(Task brief):
Copy the records verbatim, starting with the line that contains "</instance>" and continuing through the end of the records.

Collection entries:
[Start of Attachment]

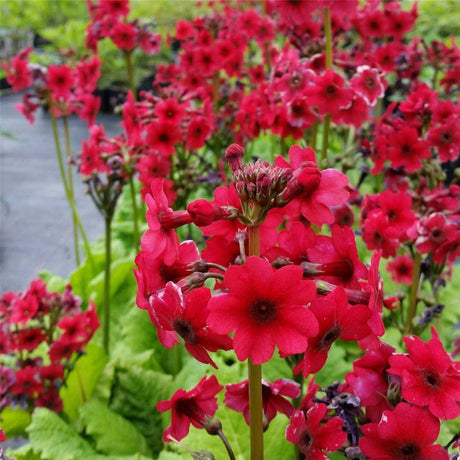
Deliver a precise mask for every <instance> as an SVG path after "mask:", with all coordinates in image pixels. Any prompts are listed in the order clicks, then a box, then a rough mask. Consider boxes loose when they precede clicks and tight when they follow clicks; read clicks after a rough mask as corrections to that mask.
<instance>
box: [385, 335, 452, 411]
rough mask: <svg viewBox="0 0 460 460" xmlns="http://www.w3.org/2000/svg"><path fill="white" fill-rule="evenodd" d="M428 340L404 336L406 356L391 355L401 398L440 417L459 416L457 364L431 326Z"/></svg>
mask: <svg viewBox="0 0 460 460" xmlns="http://www.w3.org/2000/svg"><path fill="white" fill-rule="evenodd" d="M431 336H432V338H431V340H429V341H428V342H422V340H421V339H419V338H418V337H416V336H411V337H405V338H404V342H405V344H406V347H407V351H408V352H409V354H408V355H394V356H392V357H390V359H389V363H390V366H391V367H390V369H388V372H389V373H390V374H395V375H398V376H399V377H401V379H402V383H401V394H402V397H403V398H404V399H405V400H406V401H408V402H410V403H412V404H415V405H417V406H421V407H427V408H428V410H429V411H430V412H431V413H432V414H433V415H435V416H436V417H439V418H440V419H441V420H448V419H454V418H456V417H458V416H459V415H460V366H459V363H458V362H453V361H452V359H451V358H450V356H449V355H448V354H447V353H446V351H445V350H444V348H443V346H442V343H441V341H440V340H439V336H438V334H437V333H436V331H435V329H434V328H431Z"/></svg>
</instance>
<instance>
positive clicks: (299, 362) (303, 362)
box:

[End of Attachment]

(Response):
</instance>
<instance>
positive clicks: (299, 362) (303, 362)
box:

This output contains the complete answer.